* [ENTRIES SHOWN]
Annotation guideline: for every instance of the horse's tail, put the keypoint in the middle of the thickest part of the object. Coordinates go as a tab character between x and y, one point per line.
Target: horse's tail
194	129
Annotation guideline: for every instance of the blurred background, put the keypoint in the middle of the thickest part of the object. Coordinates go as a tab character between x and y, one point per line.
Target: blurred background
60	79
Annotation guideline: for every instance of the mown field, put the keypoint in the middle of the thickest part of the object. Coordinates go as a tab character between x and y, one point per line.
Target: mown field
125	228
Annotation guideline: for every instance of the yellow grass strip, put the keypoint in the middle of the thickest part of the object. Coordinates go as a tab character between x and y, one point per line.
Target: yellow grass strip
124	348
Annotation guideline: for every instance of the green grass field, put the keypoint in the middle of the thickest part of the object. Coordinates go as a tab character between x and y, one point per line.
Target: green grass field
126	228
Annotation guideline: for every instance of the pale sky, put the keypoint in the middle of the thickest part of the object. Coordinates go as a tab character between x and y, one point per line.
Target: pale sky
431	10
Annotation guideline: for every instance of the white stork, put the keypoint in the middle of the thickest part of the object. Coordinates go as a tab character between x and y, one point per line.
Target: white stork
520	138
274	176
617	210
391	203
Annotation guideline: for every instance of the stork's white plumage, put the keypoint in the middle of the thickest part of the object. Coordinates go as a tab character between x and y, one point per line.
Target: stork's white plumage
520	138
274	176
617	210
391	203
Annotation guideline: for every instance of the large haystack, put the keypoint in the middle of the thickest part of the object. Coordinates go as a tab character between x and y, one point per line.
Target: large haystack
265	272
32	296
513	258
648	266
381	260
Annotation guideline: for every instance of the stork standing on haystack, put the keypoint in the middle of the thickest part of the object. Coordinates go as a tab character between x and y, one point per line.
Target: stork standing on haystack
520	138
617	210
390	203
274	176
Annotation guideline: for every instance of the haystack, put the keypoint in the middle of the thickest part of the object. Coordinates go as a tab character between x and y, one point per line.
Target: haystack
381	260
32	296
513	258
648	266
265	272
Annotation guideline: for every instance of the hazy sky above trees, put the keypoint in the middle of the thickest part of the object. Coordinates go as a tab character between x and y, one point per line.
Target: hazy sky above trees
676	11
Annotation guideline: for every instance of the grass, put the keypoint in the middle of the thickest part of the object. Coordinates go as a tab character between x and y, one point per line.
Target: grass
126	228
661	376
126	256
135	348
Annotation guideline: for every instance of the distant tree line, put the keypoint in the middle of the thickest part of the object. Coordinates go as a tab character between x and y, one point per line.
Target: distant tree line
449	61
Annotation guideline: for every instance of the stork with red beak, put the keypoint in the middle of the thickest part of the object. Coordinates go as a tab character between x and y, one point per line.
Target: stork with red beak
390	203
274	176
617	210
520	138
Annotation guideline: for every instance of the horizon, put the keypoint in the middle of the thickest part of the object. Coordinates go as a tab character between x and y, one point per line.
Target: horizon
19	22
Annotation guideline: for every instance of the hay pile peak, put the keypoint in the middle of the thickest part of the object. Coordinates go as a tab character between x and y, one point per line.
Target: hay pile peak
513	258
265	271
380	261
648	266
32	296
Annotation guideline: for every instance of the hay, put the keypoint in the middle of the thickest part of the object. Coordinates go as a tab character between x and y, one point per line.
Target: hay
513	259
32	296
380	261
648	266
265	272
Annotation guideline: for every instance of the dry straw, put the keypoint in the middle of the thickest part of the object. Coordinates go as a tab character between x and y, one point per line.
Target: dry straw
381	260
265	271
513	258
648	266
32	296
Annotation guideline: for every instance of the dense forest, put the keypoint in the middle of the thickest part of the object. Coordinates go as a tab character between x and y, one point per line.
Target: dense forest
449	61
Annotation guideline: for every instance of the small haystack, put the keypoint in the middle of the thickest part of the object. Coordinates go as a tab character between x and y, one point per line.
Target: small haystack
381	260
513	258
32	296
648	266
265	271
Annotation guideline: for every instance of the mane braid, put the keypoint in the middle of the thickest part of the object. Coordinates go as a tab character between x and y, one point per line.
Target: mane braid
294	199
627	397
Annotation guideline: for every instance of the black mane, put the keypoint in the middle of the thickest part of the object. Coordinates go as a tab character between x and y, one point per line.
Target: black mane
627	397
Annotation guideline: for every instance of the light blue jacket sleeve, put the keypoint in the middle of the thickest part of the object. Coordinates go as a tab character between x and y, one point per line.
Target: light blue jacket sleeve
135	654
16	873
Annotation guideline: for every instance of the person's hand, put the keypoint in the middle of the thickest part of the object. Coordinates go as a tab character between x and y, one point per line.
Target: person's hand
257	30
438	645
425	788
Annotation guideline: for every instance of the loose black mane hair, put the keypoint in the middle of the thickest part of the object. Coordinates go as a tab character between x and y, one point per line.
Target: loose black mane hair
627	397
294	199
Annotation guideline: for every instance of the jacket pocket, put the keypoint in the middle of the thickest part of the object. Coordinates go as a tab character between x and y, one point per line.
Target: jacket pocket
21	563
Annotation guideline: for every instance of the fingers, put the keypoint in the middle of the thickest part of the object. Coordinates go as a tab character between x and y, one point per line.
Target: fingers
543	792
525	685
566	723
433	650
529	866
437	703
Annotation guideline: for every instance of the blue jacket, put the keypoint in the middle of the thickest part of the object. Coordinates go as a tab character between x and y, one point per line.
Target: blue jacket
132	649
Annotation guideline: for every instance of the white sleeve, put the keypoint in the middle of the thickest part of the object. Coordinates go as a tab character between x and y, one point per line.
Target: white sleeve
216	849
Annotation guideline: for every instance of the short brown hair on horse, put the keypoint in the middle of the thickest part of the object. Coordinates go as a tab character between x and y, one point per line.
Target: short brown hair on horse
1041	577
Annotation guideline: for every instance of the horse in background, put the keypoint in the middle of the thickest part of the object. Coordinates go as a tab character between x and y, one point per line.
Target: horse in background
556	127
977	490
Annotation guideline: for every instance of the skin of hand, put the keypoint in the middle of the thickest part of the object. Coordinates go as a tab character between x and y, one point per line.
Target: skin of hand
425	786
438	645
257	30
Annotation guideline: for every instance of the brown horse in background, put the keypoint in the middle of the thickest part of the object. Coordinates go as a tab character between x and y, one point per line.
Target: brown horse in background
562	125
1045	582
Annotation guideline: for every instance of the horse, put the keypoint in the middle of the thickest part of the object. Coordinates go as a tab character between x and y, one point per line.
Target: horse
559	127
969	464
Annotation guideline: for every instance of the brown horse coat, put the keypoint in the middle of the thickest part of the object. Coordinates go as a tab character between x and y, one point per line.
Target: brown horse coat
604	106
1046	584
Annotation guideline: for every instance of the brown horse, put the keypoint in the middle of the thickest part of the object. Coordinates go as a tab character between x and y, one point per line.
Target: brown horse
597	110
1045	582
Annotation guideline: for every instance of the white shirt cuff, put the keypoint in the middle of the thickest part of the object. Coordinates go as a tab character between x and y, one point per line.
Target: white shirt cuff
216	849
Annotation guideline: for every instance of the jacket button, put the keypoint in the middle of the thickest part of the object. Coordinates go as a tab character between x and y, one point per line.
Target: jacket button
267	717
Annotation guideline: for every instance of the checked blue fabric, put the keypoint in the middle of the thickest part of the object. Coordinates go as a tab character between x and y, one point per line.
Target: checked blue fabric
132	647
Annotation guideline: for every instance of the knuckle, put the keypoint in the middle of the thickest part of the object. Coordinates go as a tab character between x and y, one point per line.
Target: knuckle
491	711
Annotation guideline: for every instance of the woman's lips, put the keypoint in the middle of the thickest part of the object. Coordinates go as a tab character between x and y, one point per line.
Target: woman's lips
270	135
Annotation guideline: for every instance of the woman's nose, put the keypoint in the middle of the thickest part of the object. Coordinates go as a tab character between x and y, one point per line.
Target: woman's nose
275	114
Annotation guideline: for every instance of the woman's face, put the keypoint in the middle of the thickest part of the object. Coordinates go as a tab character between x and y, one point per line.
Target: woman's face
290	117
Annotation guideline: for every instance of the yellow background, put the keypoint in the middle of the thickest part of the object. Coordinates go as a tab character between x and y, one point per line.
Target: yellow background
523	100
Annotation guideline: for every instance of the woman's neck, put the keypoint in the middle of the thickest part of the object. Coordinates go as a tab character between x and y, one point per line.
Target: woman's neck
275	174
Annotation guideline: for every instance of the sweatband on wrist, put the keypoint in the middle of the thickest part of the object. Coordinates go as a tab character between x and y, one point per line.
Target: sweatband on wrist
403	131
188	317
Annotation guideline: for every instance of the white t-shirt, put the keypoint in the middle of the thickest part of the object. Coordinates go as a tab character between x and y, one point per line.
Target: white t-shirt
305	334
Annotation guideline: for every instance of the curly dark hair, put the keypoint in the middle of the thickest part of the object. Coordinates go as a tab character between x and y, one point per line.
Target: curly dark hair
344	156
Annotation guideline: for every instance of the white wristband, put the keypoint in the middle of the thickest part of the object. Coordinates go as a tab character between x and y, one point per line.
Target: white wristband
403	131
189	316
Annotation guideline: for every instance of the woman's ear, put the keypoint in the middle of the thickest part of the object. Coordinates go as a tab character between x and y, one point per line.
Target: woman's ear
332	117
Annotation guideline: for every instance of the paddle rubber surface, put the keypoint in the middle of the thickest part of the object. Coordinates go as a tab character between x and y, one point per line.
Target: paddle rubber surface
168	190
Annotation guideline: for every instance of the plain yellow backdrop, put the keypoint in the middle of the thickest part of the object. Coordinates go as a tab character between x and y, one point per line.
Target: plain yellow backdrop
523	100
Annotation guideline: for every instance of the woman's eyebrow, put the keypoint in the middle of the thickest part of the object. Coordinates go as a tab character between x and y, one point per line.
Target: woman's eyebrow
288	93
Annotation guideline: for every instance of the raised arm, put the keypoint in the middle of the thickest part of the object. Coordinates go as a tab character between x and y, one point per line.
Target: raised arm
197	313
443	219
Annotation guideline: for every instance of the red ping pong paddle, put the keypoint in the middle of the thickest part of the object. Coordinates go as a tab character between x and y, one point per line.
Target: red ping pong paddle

* [REQUIRED WORK]
Starting from the line with "woman's eyebrow, put" and ending with the final line of the data, quote every line exactly, both ends included.

* [FULL SOLUTION]
Annotation guideline: for every instance of the woman's eyebrow, put the keypoint in the middle of the thickest part of the object. Coordinates go as a tab character between x and y, one point per line.
Target: woman's eyebrow
288	93
Annotation guideline: for every instance of the raised arm, put the keypoint in the middle of the thickest part of the object. Coordinates go as a tab character between x and y, one point per line.
Target: raised arm
197	313
443	219
Annotation guideline: for every instance of the red ping pong paddle, put the keypoint in the middle of the thickest part of the object. Coordinates go as a tab character between x and y, one point per line.
Target: red ping pong paddle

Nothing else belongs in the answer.